Print out the records precisely, keeping each line identical to its source.

▼

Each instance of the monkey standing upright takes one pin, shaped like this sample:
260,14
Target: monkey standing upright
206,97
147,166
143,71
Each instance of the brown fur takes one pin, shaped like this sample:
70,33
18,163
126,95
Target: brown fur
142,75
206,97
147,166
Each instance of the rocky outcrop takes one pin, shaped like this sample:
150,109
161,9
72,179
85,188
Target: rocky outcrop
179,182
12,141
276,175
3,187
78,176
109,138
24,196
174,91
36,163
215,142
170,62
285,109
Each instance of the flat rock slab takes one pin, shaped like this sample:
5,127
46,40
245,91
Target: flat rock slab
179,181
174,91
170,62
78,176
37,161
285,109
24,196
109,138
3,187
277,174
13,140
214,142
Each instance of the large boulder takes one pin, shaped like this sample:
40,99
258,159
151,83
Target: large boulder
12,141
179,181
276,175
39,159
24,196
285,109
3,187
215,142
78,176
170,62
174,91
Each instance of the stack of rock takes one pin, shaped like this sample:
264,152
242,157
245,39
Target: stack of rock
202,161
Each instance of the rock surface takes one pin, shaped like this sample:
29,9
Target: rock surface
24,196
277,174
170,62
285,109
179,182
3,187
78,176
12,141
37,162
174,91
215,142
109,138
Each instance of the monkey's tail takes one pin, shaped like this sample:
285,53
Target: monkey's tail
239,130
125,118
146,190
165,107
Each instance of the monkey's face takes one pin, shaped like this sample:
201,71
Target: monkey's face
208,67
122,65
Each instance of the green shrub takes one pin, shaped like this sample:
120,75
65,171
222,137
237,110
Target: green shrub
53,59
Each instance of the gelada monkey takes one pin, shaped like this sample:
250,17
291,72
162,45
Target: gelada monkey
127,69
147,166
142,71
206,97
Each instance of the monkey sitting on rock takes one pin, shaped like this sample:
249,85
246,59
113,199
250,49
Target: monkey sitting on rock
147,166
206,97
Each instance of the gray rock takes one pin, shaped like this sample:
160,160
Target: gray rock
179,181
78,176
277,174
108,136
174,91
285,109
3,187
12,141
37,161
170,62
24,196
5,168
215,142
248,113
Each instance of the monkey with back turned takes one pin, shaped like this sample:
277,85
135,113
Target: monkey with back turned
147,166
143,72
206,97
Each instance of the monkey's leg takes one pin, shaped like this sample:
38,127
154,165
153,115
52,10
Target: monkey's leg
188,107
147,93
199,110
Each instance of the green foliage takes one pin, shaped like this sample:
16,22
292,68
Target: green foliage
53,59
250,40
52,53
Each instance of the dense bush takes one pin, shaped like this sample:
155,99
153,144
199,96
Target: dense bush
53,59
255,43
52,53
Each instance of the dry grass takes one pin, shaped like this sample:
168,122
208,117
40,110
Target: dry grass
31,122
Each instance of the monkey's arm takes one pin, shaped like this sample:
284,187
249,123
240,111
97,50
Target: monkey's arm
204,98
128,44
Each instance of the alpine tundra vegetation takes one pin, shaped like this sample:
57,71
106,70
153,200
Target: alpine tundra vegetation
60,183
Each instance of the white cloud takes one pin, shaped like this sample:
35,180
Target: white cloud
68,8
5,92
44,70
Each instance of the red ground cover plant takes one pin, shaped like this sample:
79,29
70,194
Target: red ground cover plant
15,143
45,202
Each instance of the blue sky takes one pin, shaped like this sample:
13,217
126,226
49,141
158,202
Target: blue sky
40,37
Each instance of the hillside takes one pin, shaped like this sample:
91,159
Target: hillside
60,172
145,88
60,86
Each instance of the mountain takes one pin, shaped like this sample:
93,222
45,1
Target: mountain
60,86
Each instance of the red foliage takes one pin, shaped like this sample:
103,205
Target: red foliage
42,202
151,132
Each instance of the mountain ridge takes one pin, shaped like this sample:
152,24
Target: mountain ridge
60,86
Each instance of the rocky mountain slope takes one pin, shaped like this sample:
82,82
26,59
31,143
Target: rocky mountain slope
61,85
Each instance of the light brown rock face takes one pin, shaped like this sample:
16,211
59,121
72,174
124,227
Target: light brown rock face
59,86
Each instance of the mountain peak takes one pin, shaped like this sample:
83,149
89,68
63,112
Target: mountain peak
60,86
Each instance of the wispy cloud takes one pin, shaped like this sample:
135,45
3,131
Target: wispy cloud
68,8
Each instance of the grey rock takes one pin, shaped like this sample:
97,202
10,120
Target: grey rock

▲

[Exercise result]
Each instance of the monkey standing upright takes one pin, shaped like this sample:
260,14
Target: monkey standing upright
206,97
147,166
143,71
Each instance of the brown fur takes one pin, shaped like this sample:
70,33
18,163
126,95
Target: brown fur
142,75
206,97
147,166
Each instance of the rocky outcrop takes one pin, shaped like this sample:
150,109
161,9
72,179
85,188
Target: rocky outcrop
179,182
12,141
276,175
3,187
78,176
109,138
24,196
174,91
36,163
215,142
170,62
285,109
Each instance of the flat rock slab takes one pin, shaped like this sample:
5,127
46,40
245,91
Target: flat rock slab
179,181
174,91
170,62
78,176
37,161
285,109
24,196
109,138
3,187
277,174
13,140
214,142
Each instance of the large boulder takes one pin, shaped like this sample:
40,99
258,159
151,83
Target: large boulder
12,141
179,181
276,175
39,159
24,196
285,109
3,187
215,142
78,176
170,62
174,91
Each instance of the stack of rock takes one pin, shaped like this sample:
264,152
242,157
245,39
Target: stack of rock
202,161
Each instance of the rock surface takes one pin, shaped like this sample:
29,9
Target: rock surface
24,196
277,174
170,62
285,109
179,182
3,187
78,176
12,141
37,162
174,91
215,142
109,138
Each instance of the monkey's tail takes one pin, shaped like this sample:
285,53
Target: monkey's tail
239,130
125,118
146,190
165,107
Each instance of the monkey's face takes one pin, shaped like this sample:
201,71
Target: monkey's face
208,67
122,65
Each instance of the green shrub takes one pin, shaped like this sample:
120,75
65,171
222,137
237,110
Target: green shrub
53,59
Each instance of the gelada monkey takes one pin, shaped like this sample:
250,17
291,72
162,45
Target: gelada monkey
127,69
147,166
142,71
206,97
Each instance of the monkey sitting on rock takes one pin, shaped like this sample:
249,85
246,59
113,199
250,49
Target: monkey sitting on rock
147,166
206,97
Each instance of the gray rock takes one pin, shaped like this sample:
160,160
Target: gray rock
179,181
78,176
277,174
108,136
174,91
285,109
3,187
12,141
37,161
170,62
24,196
5,168
215,142
248,113
Each instance of the monkey with back turned takes one pin, shaped like this sample:
277,85
135,113
Target: monkey with back turned
147,166
143,72
206,97
Each instance of the monkey's leg takes one pin, shaped like this sample:
38,127
154,165
153,115
52,10
Target: monkey's leg
188,107
147,93
199,110
Each instance of the green foliage takes one pin, shaped like this sample:
16,22
292,68
Target: green foliage
53,59
250,40
52,53
Each instance of the dense bush takes one pin, shaped like this sample:
155,99
153,144
199,96
Target: dense bush
53,59
255,43
52,53
Each instance of the dry grass takes one pin, shaped like this sample:
168,122
208,117
40,110
Target: dry grass
31,122
Each instance of the monkey's arm takes one pin, shaped like this sample:
284,187
249,123
240,111
97,50
Target: monkey's arm
204,98
128,44
Each instance of the alpine tundra vegetation takes one pin, shaped like this sample:
57,71
106,70
153,200
Target: alpine tundra vegetation
60,183
Each instance of the white cloud takes one pin, shaped like this sample:
35,180
Target: white cloud
68,8
5,92
44,70
Each instance of the red ground cover plant takes one pin, shaped like this sample:
79,29
70,194
Target: red ground cover plant
15,143
45,202
Each instance of the blue sky takes one pin, shaped like this sample:
13,217
126,226
49,141
158,202
Target: blue sky
40,37
Each instance of the hillside takes one pin, shaped like this sample:
91,159
Target: hillside
60,172
145,88
60,86
Each instance of the mountain takes one pin, shaped like this sample:
93,222
45,1
Target: mountain
60,86
Each instance of the red foliage takes one pin, shaped like this sample:
103,205
Target: red foliage
42,202
151,132
Each instance of the mountain ridge takes one pin, shaped like this sample:
152,24
Target: mountain ridge
60,86
Each instance of the rocky mountain slope takes one pin, shaped like this sample:
82,82
26,59
31,143
Target: rocky mountain slope
61,85
Each instance of the light brown rock face takes one pin, shaped like this sample:
16,211
59,121
72,174
124,227
Target: light brown rock face
59,86
Each instance of the mountain peak takes one pin, shaped like this sample:
83,149
89,68
63,112
Target: mountain peak
60,86
Each instance of the wispy cloud takes one pin, shaped like this sample:
135,45
3,131
Target: wispy cloud
68,8
Each instance of the grey rock takes one pin, shaped like this sample:
97,202
10,120
Target: grey rock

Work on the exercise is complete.